ACTIVITY: Summarize the text about the Underground station at Waterloo in two sentences.

TEXT SHOWN:
*****

The station is situated in London fare zone 1 and is located near the South Bank of the River Thames, in the London Borough of Lambeth. It is within walking distance of the London Eye.

==History==

The first Underground Line at Waterloo was opened on 8 August 1898 by the Waterloo & City Railway (W&CR), a subsidiary of the owners of the main line station, the London and South Western Railway (L&SWR). The W&CR, nicknamed "The Drain", achieved in a limited way the L&SWR's original plan of taking its tracks the short distance north-east into the City of London.

On 10 March 1906, the Baker Street & Waterloo Railway (now the Bakerloo line) was opened. On 13 September 1926, the extension of the Hampstead & Highgate line (as the Charing Cross branch of the Northern line was then known) was opened from Embankment to the existing City and South London Railway station at Kennington with a new station at Waterloo.

As a subsidiary of the L&SWR and its successor, the Southern Railway, the W&CR was not a part of the London Underground system. Following nationalisation of the main line railway companies in 1948, it became part of British Railways (later British Rail).

In 1951, the Leslie Green designed York Road entrance of the Underground station was demolished and replaced by a new temporary entrance on the other side of the road, part of the Festival of Britain site. As part of this work, the escalators were built this new entrance, replacing lifts. This entrance also served the Waterloo Air Terminal. In the early 1960s, a permanent entrance building was built, integrated into the Shell Centre complex.

In March 1965, a British Rail and London Transport joint planning committee published "A Railway Plan for London" that included a recommendation to revive a plan from the 1900s for an extension of the Piccadilly line's Aldwych branch to Waterloo. London Transport had already sought parliamentary approval to construct tunnels from Aldwych to Waterloo in November 1964, and in August 1965, parliamentary powers were granted. Detailed planning took place, although public spending cuts led to postponement of the scheme in 1967 before tenders were invited.

=== 1990s refurbishment ===
The Underground station was comprehensively refurbished in the early 1990s as part of the construction of Waterloo International station for international Eurostar services, with the Main Ticket hall underneath the railway concourse expanded and connected to the new International station. The platforms were also decorated with artwork by Christopher Tipping on the theme of the nearby National Theatre, although these murals have since been removed.

*****

RAW DATA:
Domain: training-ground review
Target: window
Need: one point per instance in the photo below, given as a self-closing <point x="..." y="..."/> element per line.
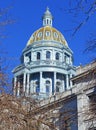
<point x="57" y="56"/>
<point x="40" y="34"/>
<point x="55" y="35"/>
<point x="28" y="56"/>
<point x="38" y="55"/>
<point x="37" y="86"/>
<point x="47" y="33"/>
<point x="57" y="89"/>
<point x="47" y="86"/>
<point x="58" y="86"/>
<point x="37" y="89"/>
<point x="47" y="21"/>
<point x="47" y="54"/>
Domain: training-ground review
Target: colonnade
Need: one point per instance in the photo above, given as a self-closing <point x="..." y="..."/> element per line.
<point x="26" y="84"/>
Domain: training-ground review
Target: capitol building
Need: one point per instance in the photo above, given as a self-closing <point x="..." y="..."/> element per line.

*****

OUTPUT FOR THIS EXERCISE: The Underground station at Waterloo, in fare zone 1 near the South Bank in Lambeth, was first served by the Waterloo & City Railway in 1898, followed by the Baker Street & Waterloo Railway in 1906 and the Hampstead & Highgate line extension in 1926. Later changes included a temporary entrance with escalators replacing lifts in 1951, a permanent entrance integrated into the Shell Centre in the early 1960s, a Piccadilly line extension from Aldwych that was postponed in 1967, and a refurbishment in the early 1990s tied to the construction of Waterloo International.